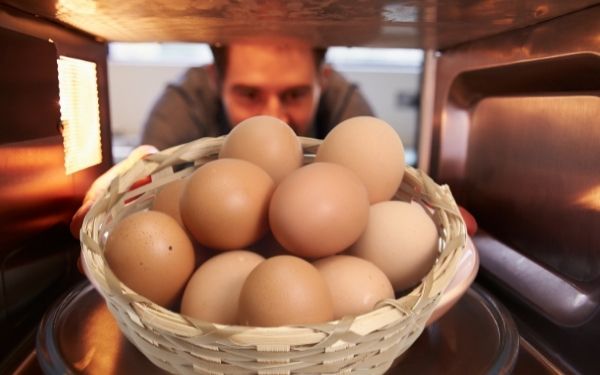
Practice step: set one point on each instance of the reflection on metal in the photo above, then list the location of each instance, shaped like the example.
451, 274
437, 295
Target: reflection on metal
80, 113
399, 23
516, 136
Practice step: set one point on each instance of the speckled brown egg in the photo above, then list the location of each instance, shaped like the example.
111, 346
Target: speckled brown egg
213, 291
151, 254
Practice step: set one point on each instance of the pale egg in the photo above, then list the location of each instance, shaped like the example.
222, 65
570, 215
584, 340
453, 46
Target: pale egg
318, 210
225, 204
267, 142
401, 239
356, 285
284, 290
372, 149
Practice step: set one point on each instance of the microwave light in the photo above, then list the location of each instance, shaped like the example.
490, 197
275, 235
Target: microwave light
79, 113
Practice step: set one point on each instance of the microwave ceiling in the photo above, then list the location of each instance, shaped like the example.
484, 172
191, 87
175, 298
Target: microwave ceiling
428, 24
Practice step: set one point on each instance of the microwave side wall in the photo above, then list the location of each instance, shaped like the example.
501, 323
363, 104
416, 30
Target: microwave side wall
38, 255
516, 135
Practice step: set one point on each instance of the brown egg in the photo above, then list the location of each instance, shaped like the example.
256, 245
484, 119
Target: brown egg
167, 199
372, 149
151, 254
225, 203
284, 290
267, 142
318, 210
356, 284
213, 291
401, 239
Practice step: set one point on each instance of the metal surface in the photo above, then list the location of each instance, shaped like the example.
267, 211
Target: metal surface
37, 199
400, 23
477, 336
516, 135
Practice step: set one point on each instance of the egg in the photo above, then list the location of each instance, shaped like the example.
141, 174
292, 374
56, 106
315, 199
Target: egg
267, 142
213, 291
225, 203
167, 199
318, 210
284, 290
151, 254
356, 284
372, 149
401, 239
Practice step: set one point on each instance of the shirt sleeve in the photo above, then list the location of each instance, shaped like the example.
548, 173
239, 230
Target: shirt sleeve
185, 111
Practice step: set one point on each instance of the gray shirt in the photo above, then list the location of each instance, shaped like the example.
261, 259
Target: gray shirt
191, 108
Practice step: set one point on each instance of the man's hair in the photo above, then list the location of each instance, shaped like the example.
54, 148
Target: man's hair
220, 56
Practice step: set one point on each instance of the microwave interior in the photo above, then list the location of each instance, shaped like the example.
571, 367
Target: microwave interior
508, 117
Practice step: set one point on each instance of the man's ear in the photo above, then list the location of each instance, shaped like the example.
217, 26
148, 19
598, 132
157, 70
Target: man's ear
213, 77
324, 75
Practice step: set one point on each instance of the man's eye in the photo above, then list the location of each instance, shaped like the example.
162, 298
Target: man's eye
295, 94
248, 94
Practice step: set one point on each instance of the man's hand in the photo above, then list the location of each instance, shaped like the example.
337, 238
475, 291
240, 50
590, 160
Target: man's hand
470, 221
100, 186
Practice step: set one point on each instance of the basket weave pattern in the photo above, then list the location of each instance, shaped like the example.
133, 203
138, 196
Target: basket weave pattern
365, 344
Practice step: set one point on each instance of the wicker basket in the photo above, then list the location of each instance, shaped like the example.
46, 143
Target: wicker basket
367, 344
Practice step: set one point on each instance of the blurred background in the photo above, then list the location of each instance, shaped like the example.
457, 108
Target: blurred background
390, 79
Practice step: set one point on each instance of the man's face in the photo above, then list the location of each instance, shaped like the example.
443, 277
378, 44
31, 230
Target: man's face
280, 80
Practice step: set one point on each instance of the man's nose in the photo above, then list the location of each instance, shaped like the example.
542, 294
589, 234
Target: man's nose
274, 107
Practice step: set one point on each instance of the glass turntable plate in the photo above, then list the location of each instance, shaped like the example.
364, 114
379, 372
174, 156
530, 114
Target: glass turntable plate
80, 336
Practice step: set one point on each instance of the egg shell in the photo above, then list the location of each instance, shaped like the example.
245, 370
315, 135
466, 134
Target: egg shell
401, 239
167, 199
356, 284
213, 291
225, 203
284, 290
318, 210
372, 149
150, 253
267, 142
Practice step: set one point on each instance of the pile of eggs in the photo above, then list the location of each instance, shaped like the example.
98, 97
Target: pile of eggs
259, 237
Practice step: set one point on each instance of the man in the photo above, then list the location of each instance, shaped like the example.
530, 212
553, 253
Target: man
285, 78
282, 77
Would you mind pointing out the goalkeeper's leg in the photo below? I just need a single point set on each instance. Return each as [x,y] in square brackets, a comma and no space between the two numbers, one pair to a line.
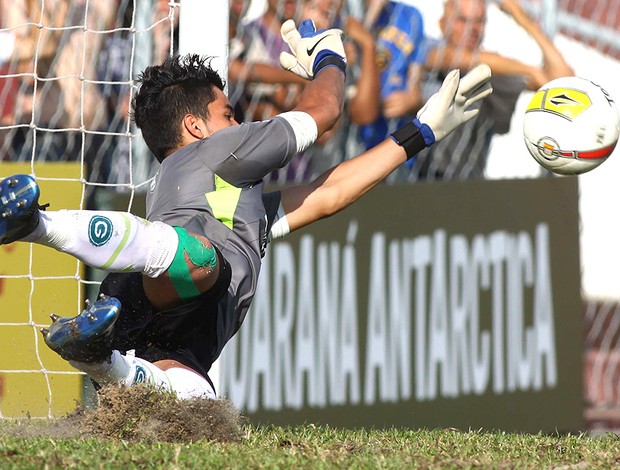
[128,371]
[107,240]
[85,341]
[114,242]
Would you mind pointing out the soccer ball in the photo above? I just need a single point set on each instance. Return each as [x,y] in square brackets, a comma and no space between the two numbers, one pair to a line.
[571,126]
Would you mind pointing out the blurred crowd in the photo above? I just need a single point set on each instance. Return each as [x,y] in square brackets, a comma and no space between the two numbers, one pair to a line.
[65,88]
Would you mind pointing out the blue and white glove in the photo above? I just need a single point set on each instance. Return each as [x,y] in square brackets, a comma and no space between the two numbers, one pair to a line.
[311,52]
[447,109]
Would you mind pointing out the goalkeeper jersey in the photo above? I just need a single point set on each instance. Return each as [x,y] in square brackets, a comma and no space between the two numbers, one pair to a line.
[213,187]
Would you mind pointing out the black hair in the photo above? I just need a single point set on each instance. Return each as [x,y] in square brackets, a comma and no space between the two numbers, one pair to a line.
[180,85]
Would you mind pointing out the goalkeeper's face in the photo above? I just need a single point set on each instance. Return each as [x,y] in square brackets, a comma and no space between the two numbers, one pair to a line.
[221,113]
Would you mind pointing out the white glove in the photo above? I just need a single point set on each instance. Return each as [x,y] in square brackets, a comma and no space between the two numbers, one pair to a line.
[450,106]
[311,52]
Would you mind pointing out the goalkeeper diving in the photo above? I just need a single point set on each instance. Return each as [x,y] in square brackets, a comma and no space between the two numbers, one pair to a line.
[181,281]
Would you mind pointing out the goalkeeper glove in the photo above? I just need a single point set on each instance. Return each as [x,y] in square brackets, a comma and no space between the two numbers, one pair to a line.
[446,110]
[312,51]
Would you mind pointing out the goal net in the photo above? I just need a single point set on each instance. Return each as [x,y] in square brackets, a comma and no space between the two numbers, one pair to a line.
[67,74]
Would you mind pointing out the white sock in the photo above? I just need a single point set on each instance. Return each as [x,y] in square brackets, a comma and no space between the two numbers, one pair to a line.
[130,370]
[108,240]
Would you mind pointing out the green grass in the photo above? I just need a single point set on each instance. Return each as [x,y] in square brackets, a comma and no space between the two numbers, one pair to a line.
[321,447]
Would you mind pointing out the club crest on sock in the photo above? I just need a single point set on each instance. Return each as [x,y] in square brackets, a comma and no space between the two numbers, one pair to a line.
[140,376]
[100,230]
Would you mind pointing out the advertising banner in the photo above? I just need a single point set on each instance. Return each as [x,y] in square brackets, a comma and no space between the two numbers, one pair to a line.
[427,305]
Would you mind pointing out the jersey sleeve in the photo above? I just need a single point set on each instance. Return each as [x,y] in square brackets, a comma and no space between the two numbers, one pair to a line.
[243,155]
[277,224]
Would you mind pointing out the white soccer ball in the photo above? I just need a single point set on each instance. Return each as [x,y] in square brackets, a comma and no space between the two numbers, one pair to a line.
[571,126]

----------------

:: ASSIGNMENT ::
The entries above are to be reproduced exactly, with the pictures dropped.

:: RESPONSE TO THE TASK ::
Practice step: set one point on each instance of the reflection on metal in the photo above, then list the location of each instance, shaped like the example.
451, 274
437, 295
Target: reflection on metal
80, 113
399, 23
516, 136
Practice step: set one point on each instance of the speckled brown egg in the photo above, then list the location of each instance, shaped like the example.
111, 346
Target: speckled brown egg
213, 291
151, 254
Practice step: set one point on each instance of the pale egg in the photo above, then list the location of each instance, shaped like the example.
222, 65
570, 215
584, 340
453, 46
Target: pale egg
318, 210
225, 204
267, 142
401, 239
356, 285
284, 290
372, 149
Practice step: set one point on each instance of the microwave light in the photo above, then list the location of each instance, shaped like the example.
490, 197
275, 235
Target: microwave light
79, 113
Practice step: set one point on each instance of the microwave ceiling in the photo above, then list the location of each instance, shaped like the example.
484, 172
191, 87
175, 298
Target: microwave ceiling
428, 24
Practice step: set one point on each instance of the microwave side wall in the photo above, then list the location of each instance, shaped like the example.
501, 323
363, 104
416, 30
Target: microwave side wall
38, 255
516, 135
Practice step: set one point on each instance of the brown egg in the photo above, then list the location of each instance, shaped like the example.
256, 245
484, 119
Target: brown egg
167, 199
372, 149
151, 254
225, 203
284, 290
267, 142
318, 210
356, 284
213, 291
401, 239
Practice step: set one point on each instance of the metal surface in the photo above, then list the location of each instance, shaped like the example.
267, 211
Target: metal surface
37, 199
400, 23
477, 336
516, 135
Practice step: set one point on each instance of the egg in the photo above, then list the location of each instance, shaped like the example.
141, 174
292, 374
56, 106
315, 199
Target: egg
267, 142
213, 291
225, 203
167, 199
318, 210
284, 290
151, 254
356, 284
372, 149
401, 239
Practice step: set one point on each instance of the shirt sleeve in the photo above, then list the location of each instance, shaped like the example.
548, 173
239, 230
Target: shirt sleeve
185, 111
Practice step: set one point on each instance of the gray shirt in the photo above, then list the location of each instance, shaped like the example.
261, 259
Target: gray shirt
191, 108
Practice step: set one point on each instance of the man's hair in the photo above, then list the location of each instance, shaped like the example.
54, 148
Target: man's hair
220, 56
Practice step: set one point on each instance of the microwave interior in the photo above, then list the location of each instance, shaped like the example.
571, 367
Target: microwave interior
508, 117
Practice step: set one point on each instance of the man's ear in the photo above, then list the location of each instance, shaped like the example.
217, 26
148, 19
598, 132
157, 70
Target: man's ear
213, 77
324, 75
Practice step: set one point on each instance of the man's eye in the photo above, then list the location of each instance, shaped like the example.
162, 298
Target: man's eye
295, 94
248, 94
Practice step: set one point on each instance of the man's hand in the photo above, then list the location of each instance, shaped like the example.
337, 238
475, 291
240, 50
590, 160
Target: man's hand
470, 221
100, 186
Practice step: set one point on each instance of the basket weave pattern in the photo above, then list the location of each instance, shaped like the example.
133, 203
138, 196
Target: basket weave pattern
365, 344
Practice step: set one point on each instance of the wicker basket in the photo above, then list the location of each instance, shaped like the example.
46, 143
Target: wicker basket
367, 344
Practice step: set one point on each instance of the blurred background in the photo above, then list the location of each instance, shaped like the example.
457, 108
Target: blurred background
390, 79
Practice step: set one point on each instance of the man's face in the photo above, then list the location of each instance, shaped like the example.
443, 277
378, 44
31, 230
Target: man's face
280, 80
Practice step: set one point on each instance of the man's nose in the photo above, then list the location of each instance, shaped like the example.
542, 294
589, 234
Target: man's nose
274, 107
Practice step: set one point on each instance of the glass turntable plate in the photo above, then list the location of each instance, shaped like the example.
364, 114
379, 372
174, 156
530, 114
Target: glass turntable plate
80, 336
Practice step: set one point on each instance of the egg shell in the photo above, then list the location of each instance, shaped like the example.
245, 370
315, 135
466, 134
Target: egg shell
401, 239
167, 199
356, 284
213, 291
225, 203
284, 290
318, 210
372, 149
150, 253
267, 142
Practice step: set one point on each instance of the pile of eggs in the photo above, then list the location of each instance, shaped like the example.
98, 97
Target: pile of eggs
259, 237
Practice step: set one point on each instance of the man in the photo above, then list the location of each instance, shaped like the example.
530, 212
553, 253
Target: man
285, 78
282, 77
Would you mind pointing out the goalkeeper's leg in the photo below? I just need a single point set on each instance. Return each as [x,y] in square brackets, a comma and no space between the two numbers, one pair to a line.
[128,371]
[107,240]
[85,341]
[114,242]
Would you mind pointing out the soccer ball in the photo above? I just need a single point set on each instance. Return each as [x,y] in square brackets, a comma and no space between the two numbers, one pair to a line.
[571,126]
Would you mind pointing out the blurred crowd in the photo above? I just need a single point set on each instance. Return each as [x,y] in square brackets, a comma and no space between the two numbers, one pair to a line.
[65,88]
Would you mind pointing out the blue and white glove in the photo above? I just need a single point set on each instance. Return each as [x,y] in square brackets, a comma and no space between the two numbers, one pair to a line.
[311,52]
[447,109]
Would you mind pointing out the goalkeeper jersey in the photo above? I just need a single point set on each instance. Return each as [x,y] in square brackets, a comma and no space between the two numbers, one pair to a line.
[213,187]
Would you mind pointing out the black hair in the photo above? I just need a single point set on each instance. Return each as [x,y] in square brackets, a comma and no space between the two numbers, one pair to a line.
[180,85]
Would you mind pointing out the goalkeeper's face in the photo above? I just need a single point set on each instance. Return each as [x,y] in square brackets, a comma and no space between the two numbers, one pair to a line.
[221,113]
Would you mind pointing out the white glove in the photo above? I just need a single point set on each instance. Return each as [x,y] in square brackets, a comma and no space between the two numbers, one pair to a line.
[450,106]
[311,52]
Would you mind pointing out the goalkeeper diving in the photo above? I just need a single point set on each instance. Return each as [x,y] in square brackets, a comma and no space between the two numbers, one pair to a line.
[181,281]
Would you mind pointing out the goalkeeper glove in the photo above? I just need a single point set on each instance. Return each as [x,y] in square brackets, a comma and no space between the two numbers, one pair to a line.
[446,110]
[312,51]
Would you mind pointing out the goal net in the photo above? I just need a single point set on each instance. Return each as [x,y] in square brackets, a comma and no space between the two numbers, one pair to a line.
[67,74]
Would you mind pointing out the white sock in the photo above? I just need a single point set on each instance. Return each as [x,y] in square brackets, a comma and no space between the two numbers, one pair to a line.
[130,370]
[108,240]
Would you mind pointing out the green grass in the photo above? I just need a single point set on each instance. Return each as [x,y] in square brackets, a comma and no space between the two numbers, one pair to a line.
[321,447]
Would you mind pointing out the club crest on sock in the photo above? I just need a single point set on each instance. Return each as [x,y] in square brackets, a comma and no space between the two numbers, one pair to a line.
[140,376]
[100,230]
Would you mind pointing out the advertising banner in the photo above? I just need a single point set on each instance. Return each as [x,y] in square brackets, a comma and no space between the two numbers, one pair to a line.
[427,305]
Would you mind pointing out the jersey sleeve in the photo above? I just need a single point set on each instance. Return each as [x,y] in square brackets, a comma and no space between the two numbers, one pair to a line.
[243,155]
[277,224]
Would you mind pointing out the white soccer ball in the photo above? I just need a single point set on each instance. Return each as [x,y] in square brackets, a comma and no space between the two numbers, one pair to a line.
[571,126]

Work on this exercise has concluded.